Rewrite all of the records below, requests included, but leave out the pictures. Multiply every x,y coordinate in the answers by 1.3 and round it to a whole number, halves up, while keeping the numbers in the requests and their format samples unchanged.

Data for the task -
--- start ---

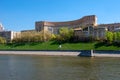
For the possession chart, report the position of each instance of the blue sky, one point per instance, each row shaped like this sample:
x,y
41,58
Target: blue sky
x,y
20,15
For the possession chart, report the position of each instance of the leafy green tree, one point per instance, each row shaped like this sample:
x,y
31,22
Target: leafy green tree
x,y
65,34
2,40
118,36
109,36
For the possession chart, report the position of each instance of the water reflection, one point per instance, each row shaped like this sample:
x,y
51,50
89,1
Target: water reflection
x,y
58,68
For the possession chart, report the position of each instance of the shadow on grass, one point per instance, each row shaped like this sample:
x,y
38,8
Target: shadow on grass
x,y
23,44
69,42
100,44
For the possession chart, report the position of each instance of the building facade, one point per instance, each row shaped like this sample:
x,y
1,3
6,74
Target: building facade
x,y
86,26
8,35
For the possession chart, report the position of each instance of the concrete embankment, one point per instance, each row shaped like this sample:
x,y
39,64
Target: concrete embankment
x,y
106,53
84,53
52,53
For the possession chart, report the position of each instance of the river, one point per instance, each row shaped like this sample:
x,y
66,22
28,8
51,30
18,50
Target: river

--- end ---

Exercise output -
For the possession chart, report the position of each instance of the blue sky, one point per instance, each row shaped like this sample:
x,y
41,58
Target: blue sky
x,y
26,20
For the possession chart, report the position of each instance of the leafy green tree, one point per instance, each row shaped like this sample:
x,y
31,22
Target: leafy green tree
x,y
85,44
3,52
153,47
142,47
For the possession chart, report the position of each instance of the water reflection, one point per instance, each row shaped like this sample:
x,y
51,50
89,1
Target: water reflection
x,y
75,88
For the possession chart, report the position of each instance of the shadow on grass, one point per instance, each row shaped like this sample:
x,y
38,8
Target: shadow on grass
x,y
30,57
90,55
130,57
For the possession chart, report the position of each instance of the building facade, one point per instance, each row shaped like this sample:
x,y
1,3
6,74
Target: building facade
x,y
112,34
10,46
For the possession chart, report the position of each instance of the concrete embankment, one point per instance, each row shaped like this sample:
x,y
39,64
Target: concrete embankment
x,y
138,69
109,69
68,69
For the possession chart, report the position of each instance of the river, one point per instance, each row shaped like this sample:
x,y
66,22
28,8
51,30
18,50
Target: river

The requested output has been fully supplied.